→ **WHAT YOU SHOULD DO**: Copy the listing below, starting at the line containing "[mark] front headlight" and running through the end of the listing, with both ends included. Leave the pictures out of your copy.

-- start of SOURCE DATA --

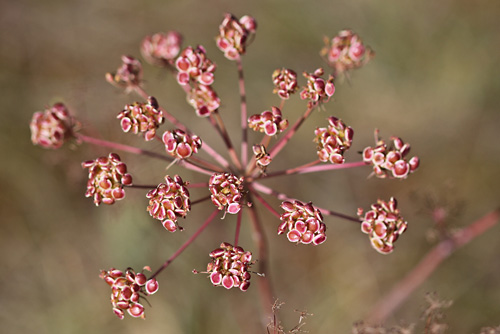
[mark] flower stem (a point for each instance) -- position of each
(121, 147)
(265, 288)
(244, 126)
(187, 243)
(429, 263)
(282, 142)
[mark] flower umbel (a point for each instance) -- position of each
(229, 267)
(346, 51)
(235, 34)
(107, 176)
(303, 223)
(127, 289)
(226, 190)
(161, 48)
(169, 201)
(383, 224)
(142, 118)
(333, 141)
(52, 127)
(389, 161)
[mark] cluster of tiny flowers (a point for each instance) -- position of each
(127, 289)
(262, 158)
(161, 48)
(204, 100)
(270, 122)
(169, 201)
(52, 127)
(193, 65)
(302, 222)
(181, 145)
(317, 89)
(142, 118)
(229, 267)
(234, 35)
(345, 51)
(383, 224)
(389, 161)
(107, 176)
(285, 82)
(333, 141)
(226, 190)
(128, 75)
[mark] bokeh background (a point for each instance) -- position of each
(434, 82)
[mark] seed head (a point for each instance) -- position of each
(269, 122)
(169, 201)
(128, 75)
(180, 144)
(333, 141)
(346, 51)
(234, 35)
(127, 289)
(107, 176)
(230, 267)
(285, 83)
(302, 222)
(317, 89)
(383, 224)
(52, 127)
(142, 118)
(194, 66)
(161, 48)
(226, 190)
(390, 161)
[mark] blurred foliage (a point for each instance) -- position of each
(434, 82)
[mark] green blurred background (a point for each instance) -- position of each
(434, 82)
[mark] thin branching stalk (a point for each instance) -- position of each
(429, 263)
(187, 243)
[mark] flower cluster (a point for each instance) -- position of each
(179, 144)
(270, 122)
(142, 118)
(194, 66)
(262, 158)
(333, 141)
(52, 127)
(107, 176)
(317, 89)
(128, 75)
(302, 222)
(161, 48)
(127, 289)
(389, 161)
(169, 201)
(229, 267)
(235, 34)
(226, 190)
(383, 224)
(345, 51)
(285, 82)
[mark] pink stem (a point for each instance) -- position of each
(244, 125)
(187, 243)
(429, 263)
(310, 168)
(282, 142)
(238, 227)
(217, 157)
(264, 203)
(120, 147)
(265, 288)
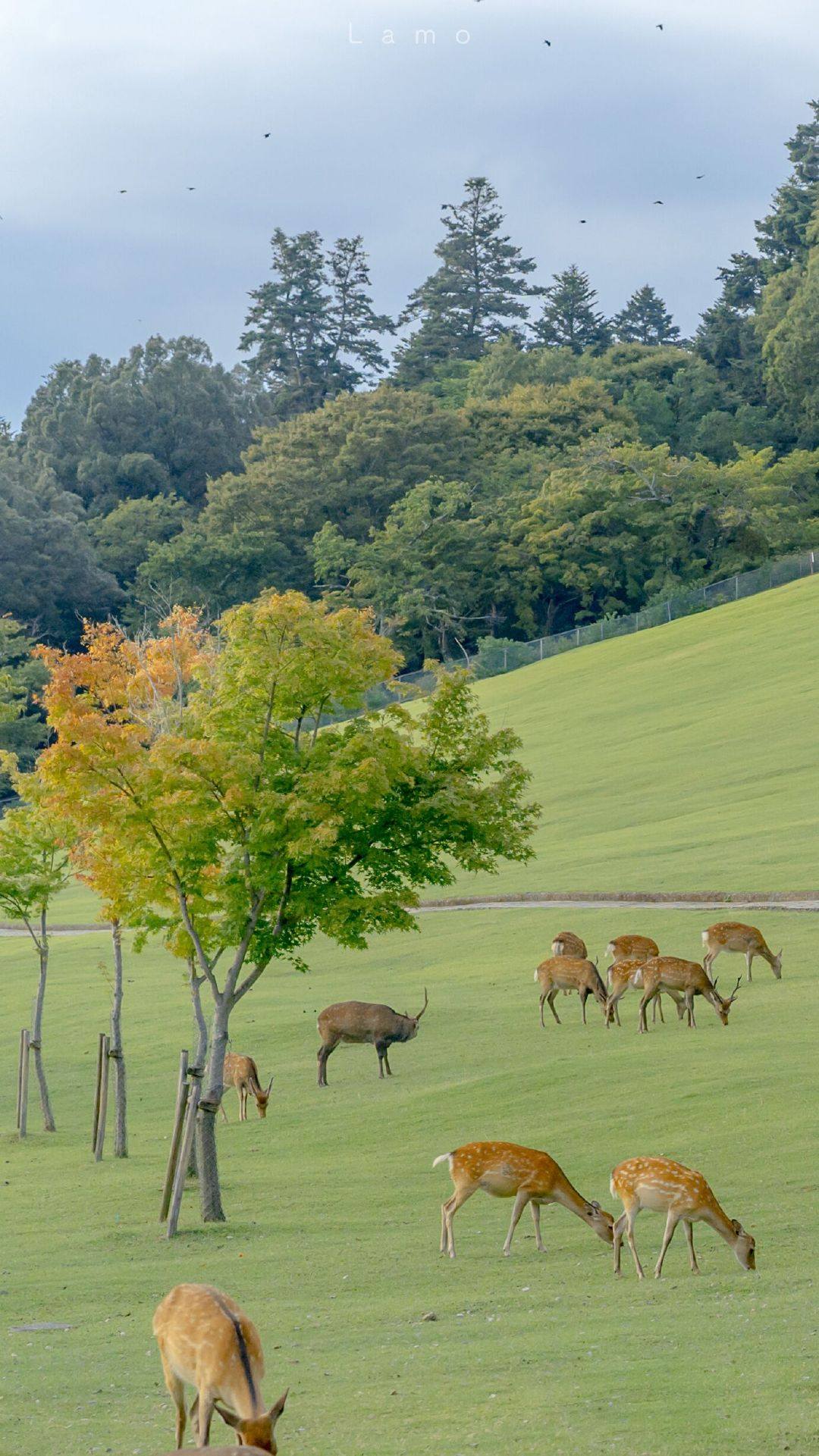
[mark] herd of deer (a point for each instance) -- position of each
(209, 1343)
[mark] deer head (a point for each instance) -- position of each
(262, 1098)
(257, 1430)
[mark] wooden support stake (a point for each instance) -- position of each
(102, 1110)
(24, 1084)
(184, 1157)
(175, 1136)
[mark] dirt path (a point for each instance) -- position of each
(545, 902)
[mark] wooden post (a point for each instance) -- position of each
(24, 1084)
(102, 1108)
(96, 1091)
(175, 1136)
(184, 1154)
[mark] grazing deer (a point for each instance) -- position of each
(745, 940)
(205, 1340)
(630, 973)
(679, 1193)
(670, 973)
(570, 944)
(630, 948)
(509, 1171)
(359, 1022)
(242, 1073)
(569, 973)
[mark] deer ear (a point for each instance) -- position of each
(276, 1410)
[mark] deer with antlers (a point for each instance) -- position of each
(569, 973)
(509, 1171)
(679, 1193)
(630, 973)
(207, 1342)
(744, 940)
(365, 1022)
(670, 973)
(242, 1073)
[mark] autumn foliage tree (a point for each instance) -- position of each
(228, 819)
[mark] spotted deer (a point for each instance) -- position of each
(630, 973)
(242, 1073)
(207, 1342)
(569, 973)
(670, 973)
(509, 1171)
(365, 1022)
(679, 1193)
(744, 940)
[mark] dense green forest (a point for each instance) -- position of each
(512, 463)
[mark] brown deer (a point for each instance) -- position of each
(207, 1342)
(679, 1193)
(569, 944)
(509, 1171)
(630, 973)
(365, 1022)
(569, 973)
(745, 940)
(670, 973)
(242, 1073)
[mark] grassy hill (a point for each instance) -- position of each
(681, 757)
(334, 1209)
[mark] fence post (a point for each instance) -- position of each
(102, 1108)
(175, 1136)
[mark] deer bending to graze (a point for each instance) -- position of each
(744, 940)
(630, 948)
(630, 973)
(569, 973)
(242, 1073)
(509, 1171)
(570, 944)
(679, 1193)
(207, 1342)
(365, 1022)
(670, 973)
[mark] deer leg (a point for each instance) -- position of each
(670, 1225)
(630, 1217)
(177, 1392)
(521, 1200)
(689, 1228)
(450, 1209)
(535, 1209)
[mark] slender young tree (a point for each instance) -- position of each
(477, 293)
(34, 866)
(570, 318)
(312, 331)
(645, 319)
(238, 828)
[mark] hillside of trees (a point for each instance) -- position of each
(502, 459)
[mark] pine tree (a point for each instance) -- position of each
(314, 328)
(570, 318)
(645, 319)
(475, 296)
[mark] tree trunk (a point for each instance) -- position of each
(120, 1095)
(37, 1032)
(200, 1053)
(210, 1193)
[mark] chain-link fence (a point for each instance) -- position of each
(503, 656)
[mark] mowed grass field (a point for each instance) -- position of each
(334, 1207)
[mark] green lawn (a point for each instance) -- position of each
(682, 757)
(334, 1207)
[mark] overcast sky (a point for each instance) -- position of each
(162, 95)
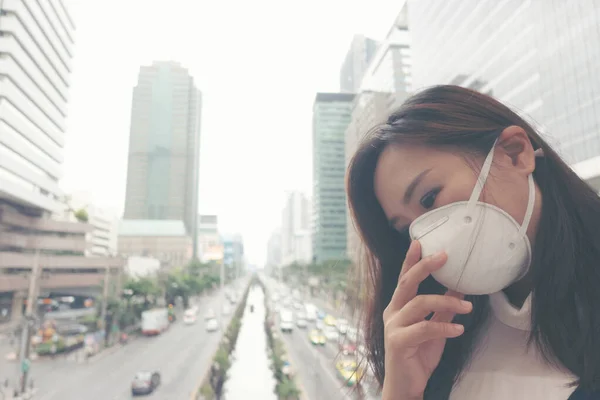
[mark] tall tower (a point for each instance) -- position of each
(164, 147)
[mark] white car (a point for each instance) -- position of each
(301, 323)
(212, 325)
(210, 314)
(331, 333)
(286, 321)
(189, 317)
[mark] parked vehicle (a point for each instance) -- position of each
(189, 317)
(145, 382)
(316, 337)
(212, 325)
(155, 321)
(286, 321)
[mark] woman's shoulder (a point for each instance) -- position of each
(581, 394)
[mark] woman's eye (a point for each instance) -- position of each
(428, 200)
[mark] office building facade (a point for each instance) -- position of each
(539, 57)
(331, 116)
(390, 70)
(296, 244)
(104, 222)
(368, 110)
(36, 50)
(164, 147)
(359, 56)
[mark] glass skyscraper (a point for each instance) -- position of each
(164, 147)
(331, 116)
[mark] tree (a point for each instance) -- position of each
(143, 287)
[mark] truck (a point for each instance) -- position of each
(286, 321)
(155, 321)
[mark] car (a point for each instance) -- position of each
(349, 371)
(210, 314)
(212, 325)
(329, 320)
(347, 348)
(317, 338)
(331, 333)
(145, 382)
(189, 317)
(301, 323)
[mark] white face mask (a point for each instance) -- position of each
(487, 249)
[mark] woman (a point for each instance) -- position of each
(483, 249)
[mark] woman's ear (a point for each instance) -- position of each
(514, 143)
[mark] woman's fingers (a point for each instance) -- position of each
(420, 307)
(413, 255)
(422, 332)
(409, 281)
(447, 316)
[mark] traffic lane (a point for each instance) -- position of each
(315, 369)
(110, 377)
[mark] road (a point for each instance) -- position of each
(250, 375)
(314, 365)
(182, 355)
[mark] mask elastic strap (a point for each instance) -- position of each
(530, 203)
(483, 174)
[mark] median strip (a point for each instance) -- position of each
(213, 381)
(287, 387)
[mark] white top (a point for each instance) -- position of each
(504, 367)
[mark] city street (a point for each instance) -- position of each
(250, 375)
(181, 355)
(315, 367)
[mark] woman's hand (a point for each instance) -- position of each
(414, 345)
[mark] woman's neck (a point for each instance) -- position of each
(517, 292)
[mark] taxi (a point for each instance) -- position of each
(349, 371)
(316, 337)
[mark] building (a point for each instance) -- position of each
(36, 50)
(209, 239)
(274, 252)
(104, 222)
(233, 251)
(36, 43)
(296, 244)
(386, 84)
(390, 70)
(142, 267)
(164, 147)
(164, 240)
(331, 116)
(359, 56)
(540, 57)
(368, 110)
(57, 248)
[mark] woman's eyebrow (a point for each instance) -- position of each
(410, 189)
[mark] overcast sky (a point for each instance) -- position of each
(258, 63)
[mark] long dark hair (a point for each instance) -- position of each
(564, 271)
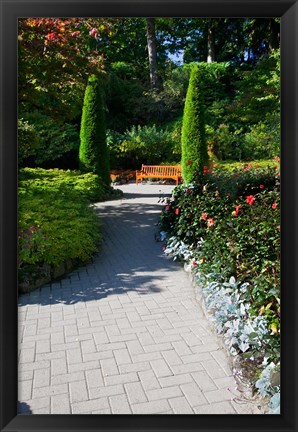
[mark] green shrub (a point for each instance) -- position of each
(28, 140)
(93, 152)
(232, 223)
(193, 140)
(45, 140)
(56, 222)
(141, 145)
(263, 139)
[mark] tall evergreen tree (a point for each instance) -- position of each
(93, 152)
(193, 138)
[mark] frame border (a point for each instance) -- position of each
(10, 10)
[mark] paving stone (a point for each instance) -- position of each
(89, 406)
(119, 404)
(172, 358)
(25, 390)
(78, 391)
(121, 379)
(149, 380)
(109, 367)
(124, 334)
(50, 390)
(112, 390)
(176, 380)
(218, 395)
(215, 408)
(193, 394)
(60, 404)
(180, 405)
(135, 393)
(67, 378)
(161, 369)
(152, 407)
(213, 369)
(164, 393)
(122, 357)
(41, 377)
(94, 378)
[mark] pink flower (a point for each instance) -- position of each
(51, 36)
(236, 212)
(93, 33)
(210, 222)
(250, 199)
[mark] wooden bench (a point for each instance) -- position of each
(159, 171)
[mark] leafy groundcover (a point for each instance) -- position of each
(58, 227)
(225, 226)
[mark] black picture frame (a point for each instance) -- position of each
(12, 10)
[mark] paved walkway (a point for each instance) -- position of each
(125, 333)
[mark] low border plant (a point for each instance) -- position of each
(225, 228)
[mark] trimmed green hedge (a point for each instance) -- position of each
(193, 136)
(57, 224)
(93, 152)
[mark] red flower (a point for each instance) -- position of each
(210, 222)
(236, 212)
(51, 36)
(93, 33)
(250, 199)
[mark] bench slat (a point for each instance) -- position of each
(159, 171)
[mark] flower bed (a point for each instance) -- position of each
(226, 227)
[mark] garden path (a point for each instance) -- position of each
(123, 334)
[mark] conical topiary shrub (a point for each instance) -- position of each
(93, 152)
(193, 138)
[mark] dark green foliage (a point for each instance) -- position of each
(143, 145)
(43, 140)
(57, 225)
(237, 214)
(193, 140)
(93, 152)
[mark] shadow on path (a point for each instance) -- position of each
(129, 258)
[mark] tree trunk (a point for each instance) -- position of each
(210, 45)
(274, 34)
(152, 52)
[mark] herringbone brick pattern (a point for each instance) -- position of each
(123, 335)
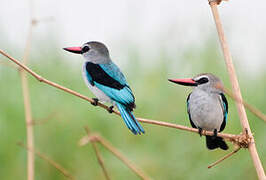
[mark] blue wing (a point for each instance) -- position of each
(225, 109)
(188, 111)
(114, 72)
(109, 79)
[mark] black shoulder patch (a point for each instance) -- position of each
(100, 76)
(226, 110)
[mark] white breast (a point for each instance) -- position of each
(205, 110)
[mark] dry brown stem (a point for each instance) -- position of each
(50, 161)
(251, 108)
(225, 157)
(236, 91)
(98, 155)
(27, 106)
(97, 138)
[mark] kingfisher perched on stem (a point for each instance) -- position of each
(107, 82)
(207, 107)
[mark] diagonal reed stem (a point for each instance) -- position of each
(236, 90)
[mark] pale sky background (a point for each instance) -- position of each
(149, 25)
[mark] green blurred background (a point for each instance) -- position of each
(163, 153)
(173, 51)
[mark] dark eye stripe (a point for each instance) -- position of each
(202, 80)
(85, 49)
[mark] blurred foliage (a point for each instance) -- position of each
(162, 153)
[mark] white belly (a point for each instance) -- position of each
(99, 94)
(205, 111)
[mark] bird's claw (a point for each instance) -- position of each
(215, 133)
(200, 132)
(110, 109)
(95, 101)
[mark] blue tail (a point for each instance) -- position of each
(130, 119)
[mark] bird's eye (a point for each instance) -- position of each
(85, 49)
(202, 80)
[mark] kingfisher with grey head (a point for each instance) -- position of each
(107, 82)
(207, 107)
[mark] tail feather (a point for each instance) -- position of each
(215, 142)
(129, 119)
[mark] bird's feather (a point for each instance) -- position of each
(113, 84)
(188, 111)
(225, 110)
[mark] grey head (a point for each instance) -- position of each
(93, 51)
(208, 82)
(205, 81)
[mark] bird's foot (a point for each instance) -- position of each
(95, 101)
(215, 133)
(200, 131)
(110, 109)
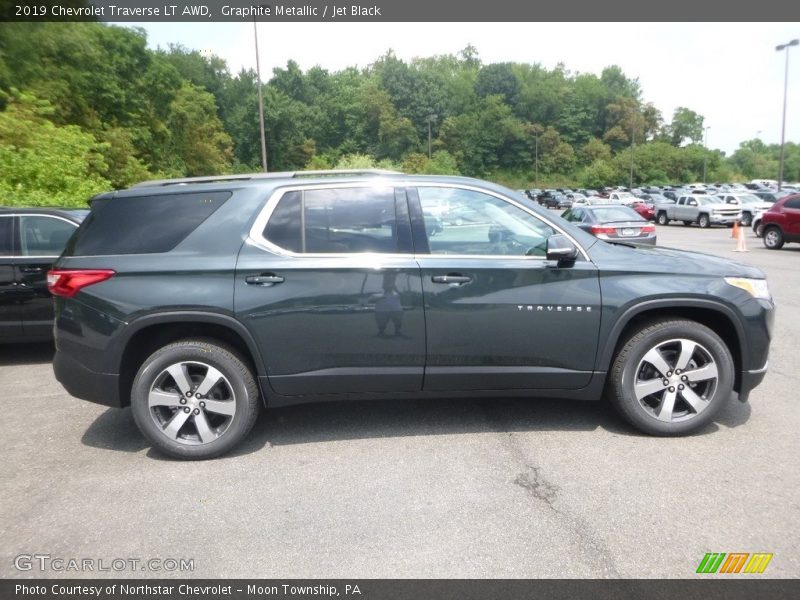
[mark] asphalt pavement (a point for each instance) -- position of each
(431, 489)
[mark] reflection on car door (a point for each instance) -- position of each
(329, 286)
(498, 314)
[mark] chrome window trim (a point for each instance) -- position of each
(256, 238)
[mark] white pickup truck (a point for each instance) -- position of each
(701, 209)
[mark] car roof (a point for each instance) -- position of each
(75, 214)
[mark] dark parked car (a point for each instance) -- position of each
(613, 222)
(197, 301)
(771, 196)
(30, 240)
(557, 200)
(781, 223)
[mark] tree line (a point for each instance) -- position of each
(87, 107)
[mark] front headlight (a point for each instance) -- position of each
(757, 288)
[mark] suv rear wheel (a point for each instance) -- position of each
(195, 399)
(671, 377)
(773, 238)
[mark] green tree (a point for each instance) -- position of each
(686, 125)
(44, 164)
(200, 144)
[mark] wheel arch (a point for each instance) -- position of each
(714, 315)
(145, 335)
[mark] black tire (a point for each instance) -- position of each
(773, 237)
(632, 375)
(230, 387)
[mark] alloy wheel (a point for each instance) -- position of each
(676, 380)
(192, 403)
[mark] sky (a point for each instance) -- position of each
(730, 73)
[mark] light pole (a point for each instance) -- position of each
(260, 103)
(786, 47)
(431, 117)
(633, 147)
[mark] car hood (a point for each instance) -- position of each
(658, 259)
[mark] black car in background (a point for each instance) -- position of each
(612, 222)
(197, 301)
(30, 240)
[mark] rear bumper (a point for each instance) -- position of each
(83, 383)
(724, 220)
(750, 381)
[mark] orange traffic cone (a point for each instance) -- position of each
(738, 235)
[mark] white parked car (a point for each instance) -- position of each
(751, 205)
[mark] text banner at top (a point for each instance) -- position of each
(404, 11)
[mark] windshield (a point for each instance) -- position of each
(609, 214)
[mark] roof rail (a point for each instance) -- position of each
(275, 175)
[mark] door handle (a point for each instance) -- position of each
(451, 279)
(265, 279)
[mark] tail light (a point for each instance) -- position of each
(68, 282)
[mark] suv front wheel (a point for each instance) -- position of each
(195, 399)
(671, 377)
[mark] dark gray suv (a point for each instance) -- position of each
(196, 301)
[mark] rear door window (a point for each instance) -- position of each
(143, 224)
(6, 235)
(335, 221)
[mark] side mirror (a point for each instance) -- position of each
(560, 249)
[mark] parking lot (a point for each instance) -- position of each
(474, 488)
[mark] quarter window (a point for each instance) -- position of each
(793, 203)
(44, 236)
(335, 221)
(474, 223)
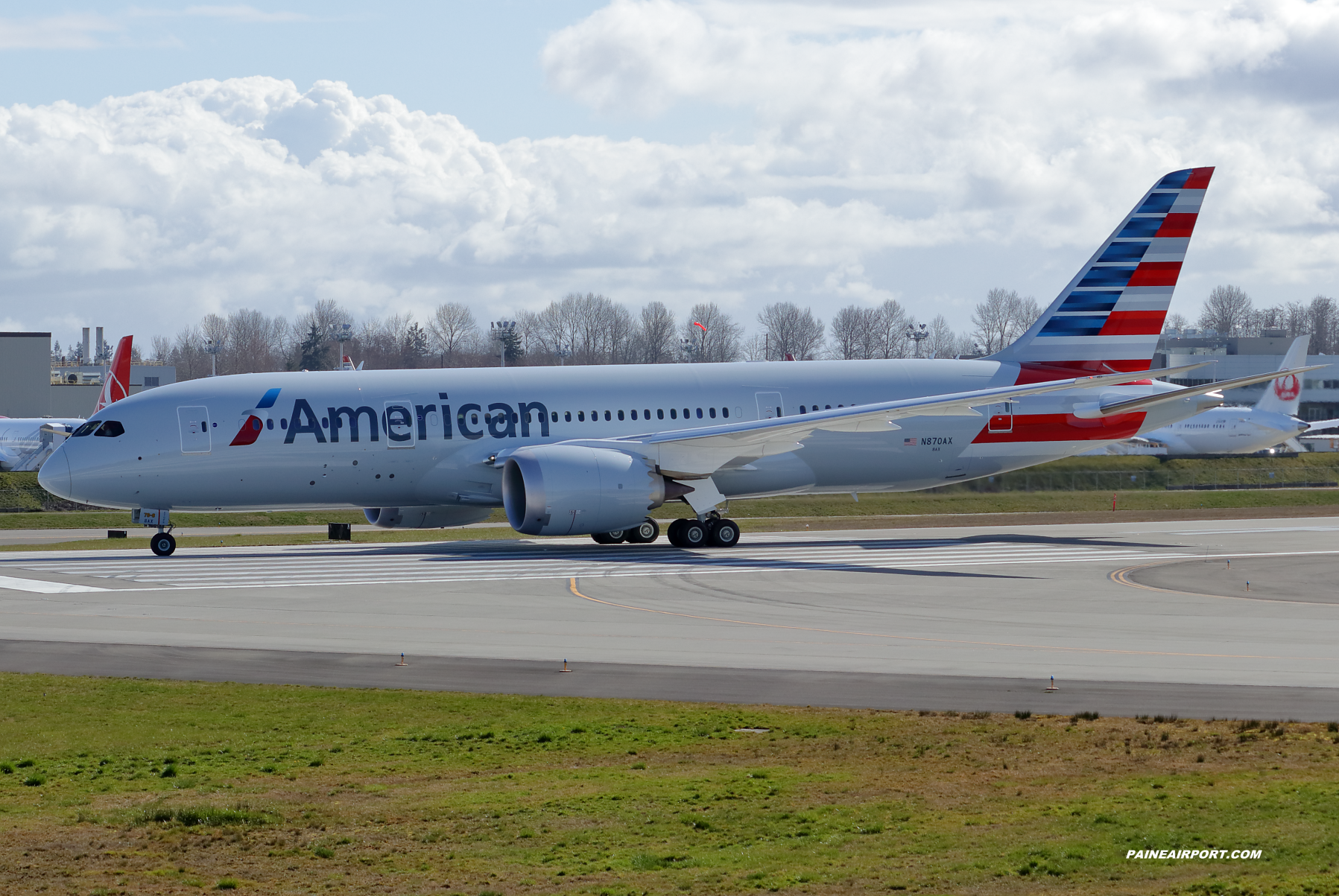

-- end of SOURCE DATA --

→ **RESPONSE TO THIS EXERCISE**:
[mark] front headlight (a point for each instance) -- position of each
(757, 288)
[mark] suv rear wheel (a point for each instance) -- position of each
(195, 399)
(671, 377)
(773, 238)
[mark] green tree (a point for each instance) -- position of each
(686, 125)
(44, 164)
(200, 144)
[mark] wheel arch (a point for each instance) -- position of each
(714, 315)
(145, 335)
[mark] black tire (a point for each instance) -- position of each
(773, 237)
(632, 375)
(230, 387)
[mark] alloy wheel (a point for each instance) -- position of each
(676, 380)
(192, 403)
[mark] sky (a point for each instance) -- position of each
(730, 73)
[mark] light pole (a point for each instance) -- position of each
(260, 103)
(786, 47)
(431, 117)
(633, 147)
[mark] car hood (a point for each instance) -- position of each
(658, 259)
[mark] black car in background (a point for each instance) -- position of each
(612, 222)
(197, 301)
(30, 240)
[mark] rear bumper (a point for each instance) -- position of each
(83, 383)
(724, 220)
(750, 381)
[mark] orange traffic cone (a point for each instance) -- position of each
(738, 235)
[mark] white parked car (a point for each instance) -- position of each
(751, 205)
[mark] text banner at top (a point for each instance) -- position of each
(404, 11)
[mark] windshield (a point for each instance) -- position of each
(609, 214)
[mark] roof rail (a point for each instance) -- position of each
(275, 175)
[mark] door handle (a point for each instance) -- position of each
(451, 279)
(265, 279)
[mark] tail light (a point for each instance) -- position of each
(68, 282)
[mark] suv front wheel (a point for each instance) -- position of each
(195, 399)
(671, 377)
[mark] dark gray suv (a point for each instance) -- position of each
(196, 301)
[mark] rear door window (a point for each instance) -- position of each
(143, 224)
(6, 235)
(335, 221)
[mark] side mirror (a point for each instance) -- position of each
(560, 249)
[mark] parking lot (a point for each instance) -- position of each
(474, 488)
[mark] quarter window (a point for each instance) -- position of each
(793, 203)
(44, 236)
(335, 221)
(474, 223)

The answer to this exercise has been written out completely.